[START Extract to read]

20111206_VW

Source: European Commission

URL: http://www.youtube.com/watch?v=Qlk2Hfm8OL4

Date: 06/12/2011

Event: Vivienne Westwood on climate change at the Innovation Convention

Credit: Innovation Union, European Commission, also Geoff Chambers for transcribing this

People:

  • Vivienne Westwood: English fashion designer and businesswoman

[Vivienne Westwood on Climate Change at the European Commission Innovation Convention, Brussels, 2011]

Vivienne Westwood: Well, I'm a fashion designer. I've always put my ideas into my fashion and my politics, and those have changed. And, about five years ago I asked myself: “What would I say to young people today?” And I decided I would want to talk to them about propaganda. I started to put these ideas into my fashion. I started to design t-shirts with graphics on, all about this. And the idea of propaganda, I sum it up - I'll just talk a little bit about this, because this is where I recently started again to be very active - and I referred to something I once read in Aldous Huxley, and he said that the three evils in the world were: nationalism, which has taken the place of religion - by the way, the United Nations defines a nation, the only way, they can’t, first of all they can’t define it by its boundaries, they can’t define it by its race, or its languages - even Switzerland has got three languages - the only thing they decided that a nation had in common was the capacity to go to war. Anyway, so this is a nation, and if you, when we say it’s taken the place of religion, you only have to think of the stuff that comes out of America, and you only have to think of the whatever it’s called, the al Qaeda, the Arab threat to realise that religion is nationalism or an ability to wage war. Anyway, so, he, and I think it’s even more true today to say that this is one of the constituents, one of the evils of the world, and one of the constituents of propaganda, because I decided that this was a factor of propaganda.

The other two evils were organised lying, and today we have organised lying on an incredible scale, not just the kind that you’re aware of, but the whole frame of reference by which we understand the world is an untruth, it’s a lie, it has no perspective about what human beings really are capable of. It’s all been diverted into consumerism, let’s say.

Anyway, and the other evil, the most virulent of all the evils according to Huxley, and I agree with him, was non-stop distraction. If your head is full of rubbish, nothing else can go in. Anyway, so I decided that these were the constituents of propaganda, and that’s what I started to talk to young people about through my fashion, and I started to put these t-shirts in fashion shows and everything. And then I even wrote a manifesto, and the manifesto is saying that if you become an art lover, you’re a freedom fighter for a better world, because you’re starting to think. You get off the consumer treadmill, you invest in what you’re doing, going to look at paintings for example or listening to great music or theatre is to invest in it. You don’t just suck it up, it’s not consumerism. You get out what you put in. it’s not easy. Most people can’t be bothered with it.

[END Extract to read]

• Task statement:
From the transcript of Vivienne Westwood's talk, pull out the passage between "Anyway, and the" and "bothered with it.", inclusive, word for word.

[START Dataset]

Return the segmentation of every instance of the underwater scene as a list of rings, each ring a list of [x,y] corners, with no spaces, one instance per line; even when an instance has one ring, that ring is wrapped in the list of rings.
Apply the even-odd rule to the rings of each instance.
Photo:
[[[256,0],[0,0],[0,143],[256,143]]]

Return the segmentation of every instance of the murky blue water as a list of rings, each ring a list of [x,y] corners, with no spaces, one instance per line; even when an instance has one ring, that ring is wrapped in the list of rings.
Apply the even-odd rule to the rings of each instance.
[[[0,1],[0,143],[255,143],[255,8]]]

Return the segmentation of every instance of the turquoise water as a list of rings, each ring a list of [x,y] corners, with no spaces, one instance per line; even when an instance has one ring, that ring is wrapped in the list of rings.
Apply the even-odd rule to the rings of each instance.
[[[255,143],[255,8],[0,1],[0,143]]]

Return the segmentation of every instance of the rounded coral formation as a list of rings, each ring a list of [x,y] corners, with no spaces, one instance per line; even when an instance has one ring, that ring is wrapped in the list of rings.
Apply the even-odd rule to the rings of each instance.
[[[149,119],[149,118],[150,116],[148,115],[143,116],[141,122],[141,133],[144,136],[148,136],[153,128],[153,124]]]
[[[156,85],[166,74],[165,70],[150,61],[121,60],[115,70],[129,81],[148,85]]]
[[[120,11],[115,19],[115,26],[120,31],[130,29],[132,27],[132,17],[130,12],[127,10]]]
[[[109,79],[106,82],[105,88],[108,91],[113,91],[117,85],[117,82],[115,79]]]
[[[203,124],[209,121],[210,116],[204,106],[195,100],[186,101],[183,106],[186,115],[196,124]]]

[END Dataset]

• Finished task:
Anyway, and the other evil, the most virulent of all the evils according to Huxley, and I agree with him, was non-stop distraction. If your head is full of rubbish, nothing else can go in. Anyway, so I decided that these were the constituents of propaganda, and that’s what I started to talk to young people about through my fashion, and I started to put these t-shirts in fashion shows and everything. And then I even wrote a manifesto, and the manifesto is saying that if you become an art lover, you’re a freedom fighter for a better world, because you’re starting to think. You get off the consumer treadmill, you invest in what you’re doing, going to look at paintings for example or listening to great music or theatre is to invest in it. You don’t just suck it up, it’s not consumerism. You get out what you put in. it’s not easy. Most people can’t be bothered with it.